THE PROBLEM = Beneath this task are records; print exactly the stretch of them from the line with "Query: black t-shirt" through the line with "Query: white shoe", both ends included.

DATA SUPPLIED =
◆ ◆ ◆ ◆

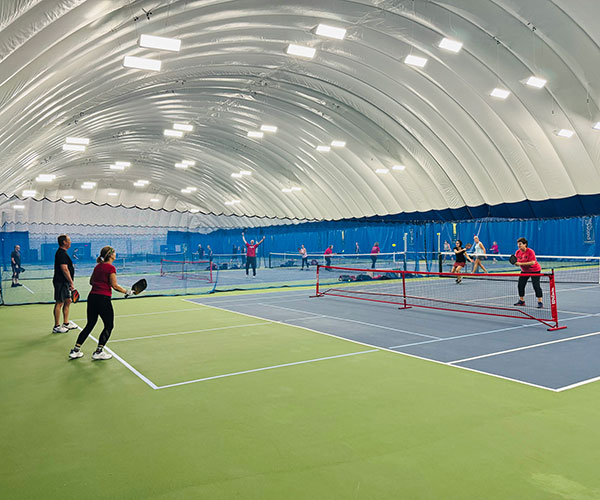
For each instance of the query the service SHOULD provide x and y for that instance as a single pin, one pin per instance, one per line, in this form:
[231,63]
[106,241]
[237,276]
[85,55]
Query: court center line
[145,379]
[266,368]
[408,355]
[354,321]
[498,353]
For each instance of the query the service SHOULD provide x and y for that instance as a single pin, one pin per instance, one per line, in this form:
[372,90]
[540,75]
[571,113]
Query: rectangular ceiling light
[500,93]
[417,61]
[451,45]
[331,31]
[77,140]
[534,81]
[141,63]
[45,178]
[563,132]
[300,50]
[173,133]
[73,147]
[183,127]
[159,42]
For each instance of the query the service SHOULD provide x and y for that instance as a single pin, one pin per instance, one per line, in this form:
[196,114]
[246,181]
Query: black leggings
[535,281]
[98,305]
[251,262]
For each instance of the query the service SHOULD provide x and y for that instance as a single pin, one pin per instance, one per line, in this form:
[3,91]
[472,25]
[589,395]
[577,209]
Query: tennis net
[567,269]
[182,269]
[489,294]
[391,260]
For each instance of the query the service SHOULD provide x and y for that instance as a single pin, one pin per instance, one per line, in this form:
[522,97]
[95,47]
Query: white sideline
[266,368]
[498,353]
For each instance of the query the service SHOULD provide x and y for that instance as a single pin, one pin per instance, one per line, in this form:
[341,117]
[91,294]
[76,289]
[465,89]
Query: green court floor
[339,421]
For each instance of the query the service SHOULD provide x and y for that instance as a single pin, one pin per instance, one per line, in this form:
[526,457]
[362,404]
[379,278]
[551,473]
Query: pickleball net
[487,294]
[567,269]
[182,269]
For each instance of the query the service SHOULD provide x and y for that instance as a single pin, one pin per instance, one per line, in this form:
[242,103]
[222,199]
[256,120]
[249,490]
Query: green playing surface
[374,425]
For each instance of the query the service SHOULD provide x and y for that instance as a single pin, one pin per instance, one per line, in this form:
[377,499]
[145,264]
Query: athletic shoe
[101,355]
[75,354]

◆ ◆ ◆ ◆

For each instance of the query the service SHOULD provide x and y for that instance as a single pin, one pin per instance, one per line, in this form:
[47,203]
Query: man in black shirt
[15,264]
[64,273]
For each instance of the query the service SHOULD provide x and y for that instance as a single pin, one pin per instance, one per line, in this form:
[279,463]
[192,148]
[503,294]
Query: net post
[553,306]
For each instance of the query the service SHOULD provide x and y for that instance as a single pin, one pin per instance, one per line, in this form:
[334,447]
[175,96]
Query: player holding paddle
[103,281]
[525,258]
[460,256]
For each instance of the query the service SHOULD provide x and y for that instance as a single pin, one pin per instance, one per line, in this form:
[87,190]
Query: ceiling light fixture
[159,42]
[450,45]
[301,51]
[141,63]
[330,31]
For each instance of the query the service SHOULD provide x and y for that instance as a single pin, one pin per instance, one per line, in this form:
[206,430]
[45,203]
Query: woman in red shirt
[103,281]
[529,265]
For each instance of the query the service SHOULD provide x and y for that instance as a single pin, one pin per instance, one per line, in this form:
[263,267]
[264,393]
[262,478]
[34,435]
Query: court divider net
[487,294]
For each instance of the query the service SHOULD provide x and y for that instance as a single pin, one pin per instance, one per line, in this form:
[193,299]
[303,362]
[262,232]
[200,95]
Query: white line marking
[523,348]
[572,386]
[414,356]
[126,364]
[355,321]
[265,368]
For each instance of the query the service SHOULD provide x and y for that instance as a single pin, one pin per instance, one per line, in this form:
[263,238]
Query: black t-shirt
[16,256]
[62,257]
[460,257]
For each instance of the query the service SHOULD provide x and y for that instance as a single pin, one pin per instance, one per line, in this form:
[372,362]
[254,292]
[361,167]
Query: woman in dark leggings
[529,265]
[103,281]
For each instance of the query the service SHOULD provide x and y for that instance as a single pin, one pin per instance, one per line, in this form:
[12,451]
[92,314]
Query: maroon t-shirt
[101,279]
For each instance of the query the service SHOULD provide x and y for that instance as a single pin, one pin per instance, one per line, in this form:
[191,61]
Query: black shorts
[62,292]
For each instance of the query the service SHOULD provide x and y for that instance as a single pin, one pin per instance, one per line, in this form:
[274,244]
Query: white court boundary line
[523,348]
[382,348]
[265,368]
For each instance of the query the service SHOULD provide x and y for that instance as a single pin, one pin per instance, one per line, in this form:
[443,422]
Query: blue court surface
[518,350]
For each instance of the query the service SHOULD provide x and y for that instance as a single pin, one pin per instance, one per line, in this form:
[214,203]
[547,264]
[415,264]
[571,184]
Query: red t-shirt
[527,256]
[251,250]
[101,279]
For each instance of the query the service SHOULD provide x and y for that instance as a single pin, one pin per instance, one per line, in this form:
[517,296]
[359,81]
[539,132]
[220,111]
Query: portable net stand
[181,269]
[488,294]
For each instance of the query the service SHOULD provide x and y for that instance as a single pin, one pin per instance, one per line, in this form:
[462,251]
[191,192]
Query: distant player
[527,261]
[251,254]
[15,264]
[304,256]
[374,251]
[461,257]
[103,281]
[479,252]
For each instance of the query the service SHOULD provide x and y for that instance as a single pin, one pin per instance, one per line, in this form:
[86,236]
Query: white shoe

◆ ◆ ◆ ◆

TASK OUTPUT =
Query: black t-shirt
[16,256]
[62,257]
[460,257]
For each instance of the query the service SHOULD provide x and y for that instance as a single pin, one pin per instance, one per line, in this form:
[372,362]
[254,292]
[361,167]
Query: woman in dark leggings
[529,265]
[103,281]
For each instance of the query the service SHOULD provide x and y for that instance as a single pin, one pin per instance, one per line, in this form:
[12,451]
[92,314]
Query: maroon t-shirt
[101,279]
For each instance of the query the service SHOULD provide x and y for that instance as a single pin, one pin per instance, one per line, in this form:
[191,61]
Query: black shorts
[62,292]
For each instance of the query the service SHOULD provide x and y for that instance as a single pin, one pin per instance, one per line, in this form:
[274,244]
Query: white court boundary line
[523,348]
[382,348]
[265,368]
For each instance of the query the service SHOULD provide x and y for that instance as a single pin, one pin per instance, one per line, in this form:
[443,422]
Query: blue court surface
[518,350]
For each instance of the query the service SHOULD provide x and y for that instance as a single pin, one pin per instance, one per line, in this form:
[214,203]
[547,264]
[415,264]
[571,184]
Query: red t-shirt
[527,256]
[251,250]
[101,279]
For each instance of the query the service SHOULD provide x and y for that instance as a single pin, one pin per instance, one per line, in this form:
[517,296]
[359,81]
[539,132]
[220,111]
Query: portable net stand
[181,269]
[488,294]
For each instance of the query the service SHOULD provide x and y for that instance as a single pin, one pin per instance, one per line, in this form:
[462,251]
[191,192]
Query: distant player
[527,261]
[251,254]
[15,264]
[304,256]
[374,251]
[461,257]
[103,281]
[479,252]
For each instance of the query the service SHOULD provide x and y for that instance as a single pin, one pin per instance, one per line, in this form:
[86,236]
Query: white shoe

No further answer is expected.